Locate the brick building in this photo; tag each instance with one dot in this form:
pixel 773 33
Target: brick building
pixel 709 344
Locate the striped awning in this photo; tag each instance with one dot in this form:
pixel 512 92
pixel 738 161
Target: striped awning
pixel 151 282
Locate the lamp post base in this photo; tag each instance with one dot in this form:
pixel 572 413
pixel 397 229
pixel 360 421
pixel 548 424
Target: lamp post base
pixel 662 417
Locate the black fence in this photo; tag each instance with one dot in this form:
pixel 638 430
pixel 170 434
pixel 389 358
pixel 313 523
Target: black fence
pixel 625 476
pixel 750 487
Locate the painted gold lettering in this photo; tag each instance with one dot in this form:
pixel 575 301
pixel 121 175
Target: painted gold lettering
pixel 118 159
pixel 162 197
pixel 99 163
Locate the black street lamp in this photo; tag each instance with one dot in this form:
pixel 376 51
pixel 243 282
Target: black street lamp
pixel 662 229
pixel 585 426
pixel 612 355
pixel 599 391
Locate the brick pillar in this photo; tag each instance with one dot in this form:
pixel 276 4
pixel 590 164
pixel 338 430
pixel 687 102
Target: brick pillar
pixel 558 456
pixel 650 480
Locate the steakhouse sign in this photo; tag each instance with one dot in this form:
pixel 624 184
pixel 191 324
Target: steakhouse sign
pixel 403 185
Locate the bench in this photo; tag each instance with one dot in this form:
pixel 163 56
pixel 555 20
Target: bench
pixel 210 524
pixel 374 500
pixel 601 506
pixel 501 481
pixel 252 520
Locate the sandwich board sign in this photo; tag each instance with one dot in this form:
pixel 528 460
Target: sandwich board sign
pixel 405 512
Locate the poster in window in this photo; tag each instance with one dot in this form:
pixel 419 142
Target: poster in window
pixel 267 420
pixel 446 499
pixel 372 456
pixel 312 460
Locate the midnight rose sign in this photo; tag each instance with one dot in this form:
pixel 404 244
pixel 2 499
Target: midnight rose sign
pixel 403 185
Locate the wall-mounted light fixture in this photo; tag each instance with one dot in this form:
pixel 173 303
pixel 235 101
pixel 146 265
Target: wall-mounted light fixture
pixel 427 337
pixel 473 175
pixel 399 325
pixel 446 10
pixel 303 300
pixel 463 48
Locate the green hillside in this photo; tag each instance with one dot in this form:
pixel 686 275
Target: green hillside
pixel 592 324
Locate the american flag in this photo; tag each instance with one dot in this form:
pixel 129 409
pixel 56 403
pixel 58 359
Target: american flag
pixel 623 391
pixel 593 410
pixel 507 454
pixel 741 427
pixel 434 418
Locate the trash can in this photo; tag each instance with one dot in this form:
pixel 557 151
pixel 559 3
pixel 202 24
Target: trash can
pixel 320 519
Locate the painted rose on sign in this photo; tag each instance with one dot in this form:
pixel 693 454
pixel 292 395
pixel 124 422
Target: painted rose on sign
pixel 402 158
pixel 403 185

● ● ●

* What to work on:
Swap each "Target" in the records above for "Object", then write out all the records again with nothing else altered.

* Task output:
Locate the brick building in this photo; tag each instance with one dot in this form:
pixel 773 33
Object: brick building
pixel 709 344
Locate the striped awning in this photo; tag each instance with one dot in this form:
pixel 512 92
pixel 738 161
Object: striped awning
pixel 151 282
Locate the lamp post base in this photo; tag each instance with one dot in this form:
pixel 572 413
pixel 397 229
pixel 360 421
pixel 548 424
Object: lamp post base
pixel 662 417
Locate the black fence in this photo; tag each instance with one dot in this form:
pixel 638 430
pixel 170 434
pixel 389 358
pixel 313 523
Object: black fence
pixel 625 476
pixel 750 487
Locate the painted gold lettering in this photo; tag each instance with one dot in this form:
pixel 575 301
pixel 121 175
Object: painted gold lettering
pixel 118 159
pixel 162 197
pixel 99 163
Locate the black street lamp in this photo; tag each instance with one dot in this form:
pixel 376 51
pixel 243 282
Object: black street lamp
pixel 662 229
pixel 585 426
pixel 612 355
pixel 599 391
Locate the brick pillar in this photo; tag each instance with one dot in this form:
pixel 276 4
pixel 590 164
pixel 338 430
pixel 687 102
Object: brick pillar
pixel 558 456
pixel 650 480
Locate the steakhouse sign in this photo; tag each instance with one dot in this form:
pixel 624 184
pixel 191 324
Object: steakhouse sign
pixel 403 185
Locate the bench in this photo; tag each instance with one dot in this form:
pixel 163 56
pixel 555 20
Object: bench
pixel 210 524
pixel 374 500
pixel 601 506
pixel 501 481
pixel 252 520
Locate the sandwich board sign in this photo; tag each instance with one dot in this form:
pixel 528 460
Object: sandwich board sign
pixel 405 512
Locate the poster in window in this photo; tag each instance with one dot in this form:
pixel 419 142
Object: poster in window
pixel 267 420
pixel 446 499
pixel 372 456
pixel 312 460
Locate the midnight rose sign in this photo; tag each instance with one dot in this form:
pixel 404 244
pixel 2 499
Object: midnight rose sign
pixel 403 185
Locate the wall-mounted light fixture in this photo; tag each instance with one dot in this form:
pixel 173 303
pixel 235 101
pixel 146 265
Object: wall-mounted light fixture
pixel 427 337
pixel 473 175
pixel 399 325
pixel 446 10
pixel 303 300
pixel 463 48
Locate the green hillside in this photo; tag each instance with one dot in this form:
pixel 686 275
Object: green hillside
pixel 592 324
Locate the american flag in this photo; tag each instance with one dot in this form:
pixel 129 409
pixel 56 403
pixel 58 359
Object: american flag
pixel 623 391
pixel 593 410
pixel 507 454
pixel 741 427
pixel 434 418
Locate the trash can in this photo; tag each instance with one dot in this form:
pixel 557 151
pixel 559 3
pixel 202 24
Object: trash can
pixel 320 519
Locate the painted rose on sign in this photo; tag each instance with one dot in this form:
pixel 693 454
pixel 292 395
pixel 124 422
Object: painted rose on sign
pixel 402 158
pixel 403 185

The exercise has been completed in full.